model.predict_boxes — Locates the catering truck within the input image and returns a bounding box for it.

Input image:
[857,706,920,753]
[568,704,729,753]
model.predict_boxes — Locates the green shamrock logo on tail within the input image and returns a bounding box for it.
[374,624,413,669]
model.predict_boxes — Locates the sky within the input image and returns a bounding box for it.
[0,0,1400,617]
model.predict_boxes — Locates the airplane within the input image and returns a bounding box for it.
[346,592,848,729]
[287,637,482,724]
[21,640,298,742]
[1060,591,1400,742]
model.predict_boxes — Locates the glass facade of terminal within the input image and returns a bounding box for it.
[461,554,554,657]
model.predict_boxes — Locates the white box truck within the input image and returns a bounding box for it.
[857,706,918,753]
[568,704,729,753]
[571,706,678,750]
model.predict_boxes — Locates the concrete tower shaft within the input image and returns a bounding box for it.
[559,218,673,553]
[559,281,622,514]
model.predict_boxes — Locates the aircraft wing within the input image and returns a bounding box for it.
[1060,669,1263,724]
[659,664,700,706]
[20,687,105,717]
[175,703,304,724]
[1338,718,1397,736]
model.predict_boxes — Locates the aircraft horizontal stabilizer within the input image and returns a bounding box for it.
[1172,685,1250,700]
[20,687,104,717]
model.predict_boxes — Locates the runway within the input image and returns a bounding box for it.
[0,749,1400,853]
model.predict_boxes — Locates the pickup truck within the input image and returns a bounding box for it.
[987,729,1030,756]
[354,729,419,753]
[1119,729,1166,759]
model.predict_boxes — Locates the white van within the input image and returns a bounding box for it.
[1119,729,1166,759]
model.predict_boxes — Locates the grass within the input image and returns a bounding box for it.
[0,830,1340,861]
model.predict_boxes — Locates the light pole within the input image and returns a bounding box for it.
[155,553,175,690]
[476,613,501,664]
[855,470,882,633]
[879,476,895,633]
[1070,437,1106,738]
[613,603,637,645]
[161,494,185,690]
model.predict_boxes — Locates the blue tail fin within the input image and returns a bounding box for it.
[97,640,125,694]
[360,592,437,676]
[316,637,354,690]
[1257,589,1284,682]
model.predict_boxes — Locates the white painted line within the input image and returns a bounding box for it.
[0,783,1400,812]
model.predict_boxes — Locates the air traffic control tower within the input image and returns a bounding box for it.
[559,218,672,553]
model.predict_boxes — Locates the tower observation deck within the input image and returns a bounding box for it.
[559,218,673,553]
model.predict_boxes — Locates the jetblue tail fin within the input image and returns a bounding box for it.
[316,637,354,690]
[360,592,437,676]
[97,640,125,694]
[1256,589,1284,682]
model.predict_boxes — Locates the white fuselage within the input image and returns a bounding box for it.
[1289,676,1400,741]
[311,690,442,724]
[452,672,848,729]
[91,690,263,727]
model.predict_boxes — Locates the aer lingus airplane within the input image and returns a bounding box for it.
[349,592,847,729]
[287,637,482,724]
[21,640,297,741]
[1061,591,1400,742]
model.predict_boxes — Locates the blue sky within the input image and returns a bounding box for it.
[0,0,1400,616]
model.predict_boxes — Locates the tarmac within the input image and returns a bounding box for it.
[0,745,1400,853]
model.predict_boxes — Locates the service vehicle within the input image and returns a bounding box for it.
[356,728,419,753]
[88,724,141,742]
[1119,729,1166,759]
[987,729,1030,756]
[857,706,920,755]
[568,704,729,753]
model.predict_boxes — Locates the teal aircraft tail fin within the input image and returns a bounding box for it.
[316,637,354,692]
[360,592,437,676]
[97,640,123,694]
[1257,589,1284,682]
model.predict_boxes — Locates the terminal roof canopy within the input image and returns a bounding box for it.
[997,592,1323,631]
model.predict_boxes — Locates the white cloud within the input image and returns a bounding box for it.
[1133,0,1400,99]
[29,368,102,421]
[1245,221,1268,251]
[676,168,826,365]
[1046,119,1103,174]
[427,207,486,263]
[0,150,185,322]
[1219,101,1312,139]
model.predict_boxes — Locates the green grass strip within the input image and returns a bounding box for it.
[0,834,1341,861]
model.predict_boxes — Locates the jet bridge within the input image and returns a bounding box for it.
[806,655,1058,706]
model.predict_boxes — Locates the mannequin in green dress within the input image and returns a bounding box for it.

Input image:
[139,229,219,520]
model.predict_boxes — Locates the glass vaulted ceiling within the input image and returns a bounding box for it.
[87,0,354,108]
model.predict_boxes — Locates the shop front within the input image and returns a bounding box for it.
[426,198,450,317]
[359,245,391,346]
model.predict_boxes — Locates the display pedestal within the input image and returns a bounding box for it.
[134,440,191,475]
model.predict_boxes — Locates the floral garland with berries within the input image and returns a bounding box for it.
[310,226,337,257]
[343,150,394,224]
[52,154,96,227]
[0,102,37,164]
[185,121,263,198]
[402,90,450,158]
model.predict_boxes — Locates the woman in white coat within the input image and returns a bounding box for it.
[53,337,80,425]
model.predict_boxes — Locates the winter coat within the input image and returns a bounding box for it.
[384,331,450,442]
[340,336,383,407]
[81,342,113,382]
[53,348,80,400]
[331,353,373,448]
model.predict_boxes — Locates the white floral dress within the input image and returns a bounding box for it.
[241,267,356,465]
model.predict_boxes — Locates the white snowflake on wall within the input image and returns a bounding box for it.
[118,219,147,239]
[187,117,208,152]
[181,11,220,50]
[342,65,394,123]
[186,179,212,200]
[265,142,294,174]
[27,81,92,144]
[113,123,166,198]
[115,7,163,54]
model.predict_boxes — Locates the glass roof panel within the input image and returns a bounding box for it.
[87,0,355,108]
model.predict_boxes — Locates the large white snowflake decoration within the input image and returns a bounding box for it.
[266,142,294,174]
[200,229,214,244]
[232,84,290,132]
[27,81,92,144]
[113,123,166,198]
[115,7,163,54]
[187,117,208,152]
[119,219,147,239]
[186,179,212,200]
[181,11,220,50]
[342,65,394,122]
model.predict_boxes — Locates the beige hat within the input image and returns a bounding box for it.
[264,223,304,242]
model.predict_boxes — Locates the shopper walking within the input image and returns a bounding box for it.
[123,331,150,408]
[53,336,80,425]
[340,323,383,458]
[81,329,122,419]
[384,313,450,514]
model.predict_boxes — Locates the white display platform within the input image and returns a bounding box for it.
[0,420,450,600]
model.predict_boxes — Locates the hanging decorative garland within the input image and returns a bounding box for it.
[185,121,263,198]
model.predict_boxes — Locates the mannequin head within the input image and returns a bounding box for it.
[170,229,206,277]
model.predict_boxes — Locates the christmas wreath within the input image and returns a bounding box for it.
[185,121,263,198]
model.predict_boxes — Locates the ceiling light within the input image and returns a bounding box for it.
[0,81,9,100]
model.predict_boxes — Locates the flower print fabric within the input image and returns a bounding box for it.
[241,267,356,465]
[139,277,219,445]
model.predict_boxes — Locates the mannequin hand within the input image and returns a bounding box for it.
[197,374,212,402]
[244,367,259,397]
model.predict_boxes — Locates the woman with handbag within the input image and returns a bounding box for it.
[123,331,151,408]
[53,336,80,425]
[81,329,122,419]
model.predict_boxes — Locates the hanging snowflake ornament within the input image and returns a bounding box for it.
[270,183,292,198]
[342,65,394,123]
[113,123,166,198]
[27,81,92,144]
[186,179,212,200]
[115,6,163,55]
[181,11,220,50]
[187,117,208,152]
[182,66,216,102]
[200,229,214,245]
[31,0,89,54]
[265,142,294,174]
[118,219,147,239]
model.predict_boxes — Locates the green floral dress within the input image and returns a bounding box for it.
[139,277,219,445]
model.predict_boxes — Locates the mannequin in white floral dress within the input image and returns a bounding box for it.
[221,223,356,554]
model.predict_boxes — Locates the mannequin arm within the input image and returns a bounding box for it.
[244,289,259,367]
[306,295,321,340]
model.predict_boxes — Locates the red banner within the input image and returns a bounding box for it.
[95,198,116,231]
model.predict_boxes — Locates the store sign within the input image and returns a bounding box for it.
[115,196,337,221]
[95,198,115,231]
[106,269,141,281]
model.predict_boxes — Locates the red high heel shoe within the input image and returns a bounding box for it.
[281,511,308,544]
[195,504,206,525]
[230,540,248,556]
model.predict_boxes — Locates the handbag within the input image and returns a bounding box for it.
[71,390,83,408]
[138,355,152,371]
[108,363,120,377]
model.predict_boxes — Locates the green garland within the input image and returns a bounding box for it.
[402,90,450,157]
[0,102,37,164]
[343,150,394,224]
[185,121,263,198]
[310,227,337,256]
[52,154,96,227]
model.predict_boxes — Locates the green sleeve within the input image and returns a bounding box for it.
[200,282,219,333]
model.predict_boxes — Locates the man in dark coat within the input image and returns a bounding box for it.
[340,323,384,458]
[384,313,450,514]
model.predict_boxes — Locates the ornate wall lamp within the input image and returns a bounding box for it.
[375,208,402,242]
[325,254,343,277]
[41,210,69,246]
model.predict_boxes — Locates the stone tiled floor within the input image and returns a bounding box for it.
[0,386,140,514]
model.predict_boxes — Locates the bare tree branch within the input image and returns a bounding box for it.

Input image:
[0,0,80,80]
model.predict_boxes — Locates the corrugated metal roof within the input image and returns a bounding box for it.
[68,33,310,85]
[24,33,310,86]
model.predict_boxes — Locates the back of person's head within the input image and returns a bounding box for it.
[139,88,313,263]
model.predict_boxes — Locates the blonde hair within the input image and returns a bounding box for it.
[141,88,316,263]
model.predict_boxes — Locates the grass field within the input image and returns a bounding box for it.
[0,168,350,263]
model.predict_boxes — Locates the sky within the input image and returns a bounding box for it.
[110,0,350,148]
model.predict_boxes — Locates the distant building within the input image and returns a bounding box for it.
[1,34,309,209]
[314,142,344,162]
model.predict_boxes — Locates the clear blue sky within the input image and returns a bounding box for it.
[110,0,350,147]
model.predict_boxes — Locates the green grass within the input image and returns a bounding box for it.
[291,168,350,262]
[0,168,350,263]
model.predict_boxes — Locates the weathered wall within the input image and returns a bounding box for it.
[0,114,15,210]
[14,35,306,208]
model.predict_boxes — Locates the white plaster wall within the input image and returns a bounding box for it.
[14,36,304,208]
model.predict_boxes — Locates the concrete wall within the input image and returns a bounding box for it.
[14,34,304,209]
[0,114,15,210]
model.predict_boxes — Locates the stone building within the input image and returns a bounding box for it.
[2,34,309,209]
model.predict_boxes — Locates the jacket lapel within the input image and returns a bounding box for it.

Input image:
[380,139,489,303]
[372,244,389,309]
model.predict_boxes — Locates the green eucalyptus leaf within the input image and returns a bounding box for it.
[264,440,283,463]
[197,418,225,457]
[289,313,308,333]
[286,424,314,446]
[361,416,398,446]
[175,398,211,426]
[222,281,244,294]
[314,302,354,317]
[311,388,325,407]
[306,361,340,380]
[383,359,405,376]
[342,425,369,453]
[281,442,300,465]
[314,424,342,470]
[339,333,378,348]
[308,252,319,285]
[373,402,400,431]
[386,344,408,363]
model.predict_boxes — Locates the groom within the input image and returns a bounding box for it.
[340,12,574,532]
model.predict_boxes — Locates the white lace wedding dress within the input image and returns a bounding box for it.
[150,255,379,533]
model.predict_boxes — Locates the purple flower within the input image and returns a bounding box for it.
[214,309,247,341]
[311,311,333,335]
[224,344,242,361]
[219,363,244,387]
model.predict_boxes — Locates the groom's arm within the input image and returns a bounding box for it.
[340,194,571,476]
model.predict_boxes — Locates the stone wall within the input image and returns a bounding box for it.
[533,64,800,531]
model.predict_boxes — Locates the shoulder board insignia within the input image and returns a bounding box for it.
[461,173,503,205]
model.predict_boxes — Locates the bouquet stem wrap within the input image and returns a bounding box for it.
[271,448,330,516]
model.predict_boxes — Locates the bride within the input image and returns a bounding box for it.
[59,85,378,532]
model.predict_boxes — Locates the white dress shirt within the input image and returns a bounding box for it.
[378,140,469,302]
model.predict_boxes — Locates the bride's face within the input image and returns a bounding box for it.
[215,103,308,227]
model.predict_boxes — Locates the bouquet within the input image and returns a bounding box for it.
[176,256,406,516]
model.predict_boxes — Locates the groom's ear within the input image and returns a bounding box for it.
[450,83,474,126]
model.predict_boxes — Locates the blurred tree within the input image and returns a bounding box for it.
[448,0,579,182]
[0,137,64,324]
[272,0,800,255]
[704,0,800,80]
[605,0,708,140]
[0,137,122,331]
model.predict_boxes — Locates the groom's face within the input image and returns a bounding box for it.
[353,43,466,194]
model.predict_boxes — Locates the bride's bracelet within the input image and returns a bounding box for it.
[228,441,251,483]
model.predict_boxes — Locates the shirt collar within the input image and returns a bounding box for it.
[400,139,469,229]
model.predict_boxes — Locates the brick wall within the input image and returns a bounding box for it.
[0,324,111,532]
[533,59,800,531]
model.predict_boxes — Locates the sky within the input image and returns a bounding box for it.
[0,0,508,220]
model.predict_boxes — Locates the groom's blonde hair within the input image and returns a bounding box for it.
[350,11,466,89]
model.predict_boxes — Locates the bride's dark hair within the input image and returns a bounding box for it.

** EXERCISE BRIEF **
Please rewrite the lines from the line with "model.predict_boxes — Locates the christmas" up to and including the line with "[306,295,321,340]", replacing "mannequin" with "dress form" and leaving everything else unchanged.

** ANSWER TO THE TASK **
model.predict_boxes — Locates the christmas wreath within the input image and returns a bounding box for it.
[185,121,263,198]
model.predict_boxes — Locates the ceiling light within the input image and returns a bounding box for it.
[0,81,9,100]
model.predict_boxes — Locates the flower print fabric within the input image and returns a bounding box for it.
[241,267,356,465]
[139,277,219,445]
model.predict_boxes — Locates the dress form hand within the input image and returns a bounding box for it.
[197,374,212,402]
[244,367,259,397]
model.predict_boxes — Locates the woman with handbag within the input image and returns a bounding box for it.
[123,331,151,408]
[53,336,80,425]
[81,329,122,419]
model.predict_boxes — Locates the hanging snowflake ornament within the input image and returns a bounding box for it.
[270,183,292,198]
[342,65,394,123]
[113,123,166,198]
[27,81,92,144]
[186,179,212,200]
[115,6,163,55]
[181,11,220,50]
[187,117,208,152]
[182,66,216,102]
[200,229,214,245]
[31,0,89,54]
[265,142,294,174]
[118,219,147,239]
model.predict_boxes — Locates the green floral dress within the input image and returns a bounding box for it.
[139,277,219,445]
model.predict_boxes — Locates the dress form in white floral dress within the input image and returns a bounding box for it.
[221,223,356,554]
model.predict_boxes — Locates the dress form arm within the input image and returns a bounding box for it.
[244,289,259,367]
[306,295,321,340]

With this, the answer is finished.